:: Records supplied ::

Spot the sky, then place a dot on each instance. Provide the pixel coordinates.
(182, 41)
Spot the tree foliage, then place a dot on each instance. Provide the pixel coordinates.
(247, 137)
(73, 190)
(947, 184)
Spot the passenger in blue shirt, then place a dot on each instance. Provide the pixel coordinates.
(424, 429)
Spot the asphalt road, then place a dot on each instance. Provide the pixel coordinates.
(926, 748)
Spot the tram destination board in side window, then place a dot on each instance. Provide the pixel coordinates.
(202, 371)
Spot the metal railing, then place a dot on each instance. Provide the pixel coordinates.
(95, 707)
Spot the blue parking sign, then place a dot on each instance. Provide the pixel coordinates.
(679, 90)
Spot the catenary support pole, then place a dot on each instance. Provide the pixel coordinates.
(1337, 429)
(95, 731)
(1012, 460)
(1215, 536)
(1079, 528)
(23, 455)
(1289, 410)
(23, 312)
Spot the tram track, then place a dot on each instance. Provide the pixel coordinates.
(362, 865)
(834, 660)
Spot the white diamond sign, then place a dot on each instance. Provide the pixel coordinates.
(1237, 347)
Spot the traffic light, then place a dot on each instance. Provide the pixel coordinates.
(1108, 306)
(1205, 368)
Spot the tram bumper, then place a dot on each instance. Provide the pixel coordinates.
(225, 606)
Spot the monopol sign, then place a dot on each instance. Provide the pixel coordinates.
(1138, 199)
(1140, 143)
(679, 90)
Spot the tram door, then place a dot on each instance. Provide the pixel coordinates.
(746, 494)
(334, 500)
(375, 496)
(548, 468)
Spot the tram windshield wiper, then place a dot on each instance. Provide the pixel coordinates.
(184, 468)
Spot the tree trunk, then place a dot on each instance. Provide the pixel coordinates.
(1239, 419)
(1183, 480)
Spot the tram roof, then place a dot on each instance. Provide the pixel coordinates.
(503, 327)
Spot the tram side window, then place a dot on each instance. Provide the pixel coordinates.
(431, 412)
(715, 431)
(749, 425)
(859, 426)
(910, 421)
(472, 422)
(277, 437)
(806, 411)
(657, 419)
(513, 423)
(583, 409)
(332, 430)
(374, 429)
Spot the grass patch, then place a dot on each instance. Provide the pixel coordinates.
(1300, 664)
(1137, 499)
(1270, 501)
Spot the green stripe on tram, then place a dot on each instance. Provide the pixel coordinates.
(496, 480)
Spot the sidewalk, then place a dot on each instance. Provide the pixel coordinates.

:::

Rewrite the lines above so that "place a dot on" becomes "put a marker on" everywhere, with nothing else changed.

[Result of the task]
Spot the sky, then put a marker on each instance. Provide the pixel coordinates.
(182, 41)
Spot the tree foliage, then put a marker on each instance. Provide the pixel coordinates.
(247, 137)
(73, 190)
(947, 184)
Spot the passenger in blue shirt, then put a marker on each instance. Provide the pixel coordinates.
(424, 429)
Spot the asphalt road, then put a marker on each instance. Provide the pixel coordinates.
(926, 748)
Spot the tram destination board in side window, then put a marker on each instance. Provide the pixel coordinates.
(202, 371)
Spot the metal railing, then put a marker on each instance. Provide the pixel coordinates.
(95, 707)
Spot the blue parking sign, then put a marker on each instance. Provide the pixel coordinates.
(679, 90)
Spot the catenary support pole, then put a marker on each instance. Provide the pixel coordinates.
(1337, 429)
(95, 731)
(1012, 460)
(1215, 536)
(1079, 528)
(23, 455)
(1289, 410)
(23, 312)
Spot the tram track, then put a marker on each instance. Provide the pixel coordinates.
(362, 865)
(834, 660)
Spot the white diamond sign, then put a marker on each instance. Provide the pixel coordinates.
(1237, 347)
Spot the traffic light, then put a marker on each instance. Provide the pixel coordinates.
(1108, 306)
(1205, 368)
Spot the tram bumper, then put a marker on each instance. Provide the pixel coordinates.
(225, 606)
Spot the monopol sign, then put a marker on each instance. Provide the pixel coordinates.
(1138, 199)
(1140, 143)
(679, 90)
Spot the tram door, then put a marker on each instance. Provide the pixel coordinates.
(746, 494)
(334, 500)
(375, 496)
(548, 468)
Spot the tram windshield wiper, then put a marker on each instance. Provide the pixel coordinates.
(184, 468)
Spot the tree trunk, then put a marker on each instance. Provide the pixel coordinates.
(1239, 419)
(1183, 480)
Spot the tram roof, then put a marker on each instance. Provide the pixel coordinates.
(503, 327)
Spot the tram side window, then put a marker on each instance. Provide the pixel coordinates.
(431, 412)
(715, 431)
(749, 425)
(859, 426)
(910, 421)
(472, 422)
(277, 437)
(806, 411)
(657, 419)
(513, 423)
(583, 409)
(332, 430)
(374, 429)
Spot the grass patch, then put a marker on each instance. Provide the pixel coordinates.
(1300, 664)
(1137, 499)
(1270, 501)
Spot the green stripe on tram, then put a marker on each instance. Provide the pixel coordinates.
(496, 480)
Spot the sidewalk, then put a marker on each instance. Provide the pixel coordinates.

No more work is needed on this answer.